■ Exercise material:
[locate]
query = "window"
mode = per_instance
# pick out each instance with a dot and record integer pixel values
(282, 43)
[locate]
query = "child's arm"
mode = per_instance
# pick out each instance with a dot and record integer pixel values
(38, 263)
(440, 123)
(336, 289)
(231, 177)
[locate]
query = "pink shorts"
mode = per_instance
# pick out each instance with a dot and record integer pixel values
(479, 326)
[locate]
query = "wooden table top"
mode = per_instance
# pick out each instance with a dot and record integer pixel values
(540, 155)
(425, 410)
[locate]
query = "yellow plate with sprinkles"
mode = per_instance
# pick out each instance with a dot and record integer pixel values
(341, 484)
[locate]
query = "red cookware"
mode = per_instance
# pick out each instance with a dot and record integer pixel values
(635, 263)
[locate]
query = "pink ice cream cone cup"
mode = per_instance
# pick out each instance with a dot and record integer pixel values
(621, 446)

■ Exercise description:
Search the entries above for "pink". Show every line that has it.

■ Reply:
query = "pink shorts"
query = "pink ice cream cone cup"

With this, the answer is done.